▶ [WHAT THE EXERCISE ASKS] Update the material from the line containing "Target: wooden cutting board" through the end of the material, replacing "Report" with "Result" and leaving everything else as it is. Give back only those lines.

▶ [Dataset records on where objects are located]
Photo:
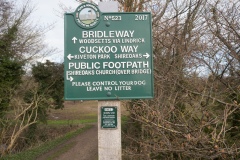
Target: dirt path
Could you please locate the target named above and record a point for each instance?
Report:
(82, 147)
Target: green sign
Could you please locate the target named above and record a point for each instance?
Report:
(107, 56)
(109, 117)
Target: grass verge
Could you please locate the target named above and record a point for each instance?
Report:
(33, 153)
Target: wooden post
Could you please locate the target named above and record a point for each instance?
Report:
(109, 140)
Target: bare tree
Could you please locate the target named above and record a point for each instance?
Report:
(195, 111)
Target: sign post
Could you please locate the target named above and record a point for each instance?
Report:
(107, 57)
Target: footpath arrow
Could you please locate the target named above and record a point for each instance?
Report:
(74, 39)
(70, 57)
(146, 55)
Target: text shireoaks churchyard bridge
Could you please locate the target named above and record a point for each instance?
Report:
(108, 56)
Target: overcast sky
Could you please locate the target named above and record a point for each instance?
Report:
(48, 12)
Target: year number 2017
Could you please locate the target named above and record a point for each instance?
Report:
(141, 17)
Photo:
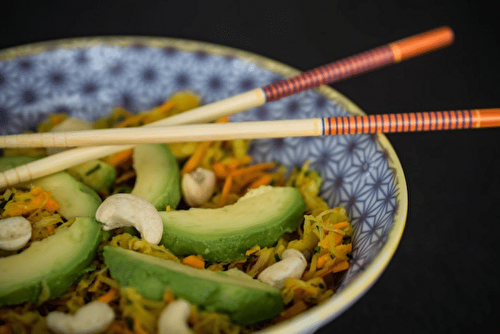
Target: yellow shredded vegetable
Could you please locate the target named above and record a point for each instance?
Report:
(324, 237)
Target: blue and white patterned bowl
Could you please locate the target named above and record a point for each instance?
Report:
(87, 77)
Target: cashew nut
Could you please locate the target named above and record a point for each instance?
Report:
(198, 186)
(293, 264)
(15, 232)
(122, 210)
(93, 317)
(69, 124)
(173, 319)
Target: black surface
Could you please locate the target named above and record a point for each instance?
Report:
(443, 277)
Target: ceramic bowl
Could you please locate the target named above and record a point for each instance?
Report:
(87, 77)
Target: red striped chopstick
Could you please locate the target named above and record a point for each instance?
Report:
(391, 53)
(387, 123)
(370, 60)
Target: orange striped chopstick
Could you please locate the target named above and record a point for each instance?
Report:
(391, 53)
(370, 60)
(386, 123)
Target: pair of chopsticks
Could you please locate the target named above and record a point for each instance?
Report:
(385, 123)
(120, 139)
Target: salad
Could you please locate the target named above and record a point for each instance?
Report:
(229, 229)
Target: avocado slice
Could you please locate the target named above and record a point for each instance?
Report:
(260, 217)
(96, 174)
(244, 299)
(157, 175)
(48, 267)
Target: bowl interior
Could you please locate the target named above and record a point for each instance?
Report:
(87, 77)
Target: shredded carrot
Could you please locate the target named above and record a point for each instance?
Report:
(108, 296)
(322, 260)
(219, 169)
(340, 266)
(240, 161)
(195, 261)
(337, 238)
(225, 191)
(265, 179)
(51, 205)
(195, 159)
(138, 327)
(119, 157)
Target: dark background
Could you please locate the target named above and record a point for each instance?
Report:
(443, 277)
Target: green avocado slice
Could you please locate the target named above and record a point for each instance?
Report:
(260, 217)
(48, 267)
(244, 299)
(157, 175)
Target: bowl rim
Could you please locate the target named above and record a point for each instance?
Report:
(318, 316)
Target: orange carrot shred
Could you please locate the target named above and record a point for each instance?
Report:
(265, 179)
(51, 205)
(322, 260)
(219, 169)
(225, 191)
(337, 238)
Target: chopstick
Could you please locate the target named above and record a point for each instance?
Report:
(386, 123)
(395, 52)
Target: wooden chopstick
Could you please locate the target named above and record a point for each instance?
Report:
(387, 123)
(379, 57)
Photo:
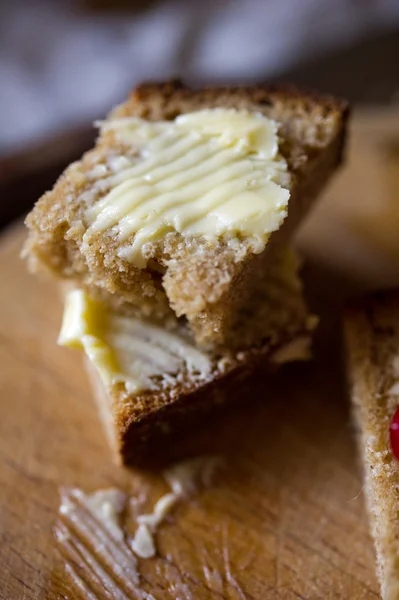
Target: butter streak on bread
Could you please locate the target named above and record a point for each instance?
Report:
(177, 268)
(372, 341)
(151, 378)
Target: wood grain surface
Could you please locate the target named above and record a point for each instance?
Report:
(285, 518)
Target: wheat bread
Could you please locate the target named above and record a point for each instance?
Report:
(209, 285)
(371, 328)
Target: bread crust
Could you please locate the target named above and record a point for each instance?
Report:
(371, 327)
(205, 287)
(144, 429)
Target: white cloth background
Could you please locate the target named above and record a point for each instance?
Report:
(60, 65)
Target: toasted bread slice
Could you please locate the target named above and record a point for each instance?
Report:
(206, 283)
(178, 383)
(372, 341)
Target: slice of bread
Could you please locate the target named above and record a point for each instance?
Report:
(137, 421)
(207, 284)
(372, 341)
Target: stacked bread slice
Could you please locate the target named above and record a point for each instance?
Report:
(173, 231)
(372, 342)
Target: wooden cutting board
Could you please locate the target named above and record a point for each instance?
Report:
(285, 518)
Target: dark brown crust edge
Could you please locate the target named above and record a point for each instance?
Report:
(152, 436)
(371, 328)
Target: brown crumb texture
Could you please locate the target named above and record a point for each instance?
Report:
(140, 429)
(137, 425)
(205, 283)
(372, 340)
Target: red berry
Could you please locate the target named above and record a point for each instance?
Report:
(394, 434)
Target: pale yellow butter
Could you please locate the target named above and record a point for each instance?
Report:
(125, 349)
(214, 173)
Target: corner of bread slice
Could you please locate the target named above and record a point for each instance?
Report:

▶ [ANSWER TO THIS PROBLEM]
Target: wooden cutting board
Could you please locate the target named above and record a point for each instance?
Result:
(285, 518)
Target: dark brown crust edge
Could you please locate the target named above and record a point for each instance?
Result:
(152, 436)
(371, 328)
Target: brown crumb texture
Could you please locate the target named above and record a point for each instance?
Result:
(140, 429)
(137, 425)
(205, 283)
(372, 340)
Target: red berry
Could you please locate the target named above and record a point for each instance?
Result:
(394, 434)
Target: pale yellow butter
Could you please locate the target named above and record a point for each instance?
Result:
(125, 349)
(214, 173)
Target: corner of bread slice
Could you please locate the target named above and record a point for each instance?
Result:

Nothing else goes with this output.